◆ **The exercise**: Can you rewrite the stretch from the line containing "I need to verify whether the autumn-colored" through the line containing "[[79, 544, 517, 675]]", swapping "verify" for "confirm" and leaving everything else as is? Give back only those lines.

◆ **Listed entries**:
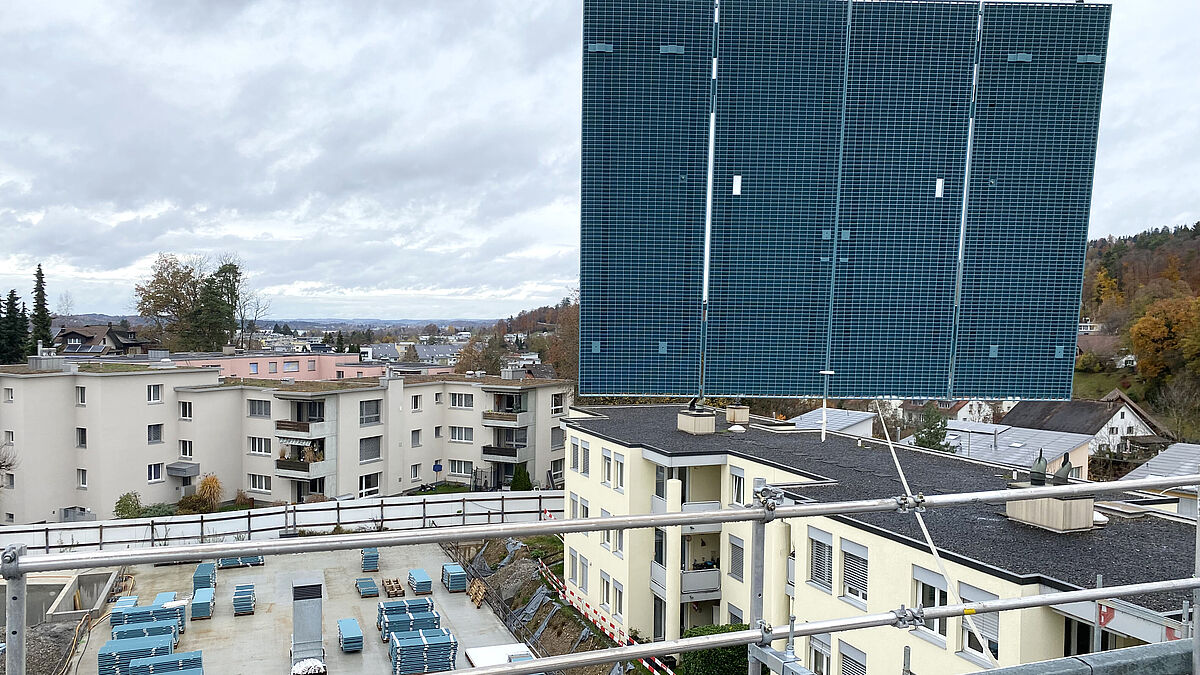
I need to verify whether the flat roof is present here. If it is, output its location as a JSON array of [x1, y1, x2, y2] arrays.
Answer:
[[566, 405, 1195, 613]]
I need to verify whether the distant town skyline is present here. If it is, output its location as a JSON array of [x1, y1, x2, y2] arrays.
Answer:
[[0, 0, 1200, 318]]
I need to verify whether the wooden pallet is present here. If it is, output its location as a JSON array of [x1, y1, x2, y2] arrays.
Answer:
[[383, 579, 404, 598], [467, 579, 487, 609]]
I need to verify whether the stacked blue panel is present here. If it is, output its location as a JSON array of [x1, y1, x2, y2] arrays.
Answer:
[[128, 651, 204, 675], [376, 598, 433, 628], [952, 2, 1111, 399], [379, 611, 442, 643], [408, 569, 433, 596], [192, 589, 215, 621], [442, 562, 467, 593], [233, 584, 254, 616], [578, 0, 713, 394], [388, 628, 458, 675], [192, 562, 217, 591], [96, 635, 175, 675], [337, 619, 362, 652]]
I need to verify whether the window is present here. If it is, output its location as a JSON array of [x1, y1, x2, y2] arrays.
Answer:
[[809, 633, 833, 675], [730, 536, 745, 581], [809, 527, 833, 592], [912, 567, 949, 638], [359, 399, 383, 426], [841, 539, 868, 603], [730, 467, 746, 504], [359, 436, 383, 464], [959, 581, 1000, 658], [246, 473, 271, 492], [838, 640, 866, 675], [359, 473, 383, 497], [247, 436, 271, 455]]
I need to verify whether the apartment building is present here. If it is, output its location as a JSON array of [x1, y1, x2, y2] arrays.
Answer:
[[0, 358, 572, 522], [563, 406, 1195, 675]]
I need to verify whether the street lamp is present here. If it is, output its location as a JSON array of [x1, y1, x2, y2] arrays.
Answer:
[[817, 369, 836, 443]]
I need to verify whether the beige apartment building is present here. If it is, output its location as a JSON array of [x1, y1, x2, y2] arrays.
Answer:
[[563, 406, 1195, 675], [0, 357, 572, 522]]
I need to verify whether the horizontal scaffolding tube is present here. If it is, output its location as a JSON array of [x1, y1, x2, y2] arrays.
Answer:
[[455, 579, 1200, 675], [10, 474, 1200, 574]]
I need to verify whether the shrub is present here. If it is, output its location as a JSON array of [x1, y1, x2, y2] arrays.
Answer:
[[113, 492, 142, 518], [676, 623, 749, 675]]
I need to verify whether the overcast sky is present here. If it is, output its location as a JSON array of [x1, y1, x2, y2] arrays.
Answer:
[[0, 0, 1200, 318]]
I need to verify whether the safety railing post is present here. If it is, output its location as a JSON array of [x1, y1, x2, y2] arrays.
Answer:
[[0, 544, 25, 673]]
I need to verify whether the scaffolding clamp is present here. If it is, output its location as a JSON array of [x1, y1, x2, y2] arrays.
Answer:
[[0, 544, 28, 579], [757, 619, 773, 647], [892, 605, 925, 628], [895, 492, 925, 513]]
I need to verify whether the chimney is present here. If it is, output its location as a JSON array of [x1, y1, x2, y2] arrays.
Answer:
[[676, 408, 716, 436]]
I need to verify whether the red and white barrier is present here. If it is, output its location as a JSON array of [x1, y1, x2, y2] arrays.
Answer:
[[538, 554, 674, 675]]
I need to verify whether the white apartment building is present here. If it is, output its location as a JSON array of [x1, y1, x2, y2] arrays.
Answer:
[[0, 358, 572, 522], [563, 406, 1195, 675]]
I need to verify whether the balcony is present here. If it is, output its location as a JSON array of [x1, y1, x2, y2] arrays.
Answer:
[[275, 419, 332, 441], [484, 410, 533, 429], [484, 446, 533, 464]]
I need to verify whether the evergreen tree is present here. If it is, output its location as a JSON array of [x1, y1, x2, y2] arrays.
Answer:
[[913, 404, 954, 453], [29, 265, 54, 353]]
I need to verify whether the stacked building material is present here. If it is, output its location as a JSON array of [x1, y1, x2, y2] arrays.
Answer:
[[379, 611, 442, 643], [128, 651, 204, 675], [192, 562, 217, 591], [192, 589, 215, 621], [376, 598, 433, 629], [388, 628, 458, 675], [408, 569, 433, 596], [96, 635, 175, 675], [233, 584, 254, 616], [442, 562, 467, 593], [337, 619, 362, 652]]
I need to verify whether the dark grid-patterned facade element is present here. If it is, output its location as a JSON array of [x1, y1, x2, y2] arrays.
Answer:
[[580, 0, 1110, 399]]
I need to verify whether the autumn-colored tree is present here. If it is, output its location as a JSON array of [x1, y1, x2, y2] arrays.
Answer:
[[1129, 298, 1200, 380]]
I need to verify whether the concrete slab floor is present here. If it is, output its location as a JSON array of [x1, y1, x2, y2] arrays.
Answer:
[[79, 544, 517, 675]]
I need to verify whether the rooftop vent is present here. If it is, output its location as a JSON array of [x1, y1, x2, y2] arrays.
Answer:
[[676, 410, 716, 436]]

◆ **Answer in full**:
I need to confirm whether the autumn-colored tree is present here. If it is, output its location as a JSON array of [x1, y1, x2, y2] arrays.
Answer:
[[1129, 298, 1200, 380]]
I need to confirm whether the concrete slab floor is present here. If it is, output its location as a JSON array of [x1, y1, x2, y2] arrays.
Answer:
[[79, 544, 517, 675]]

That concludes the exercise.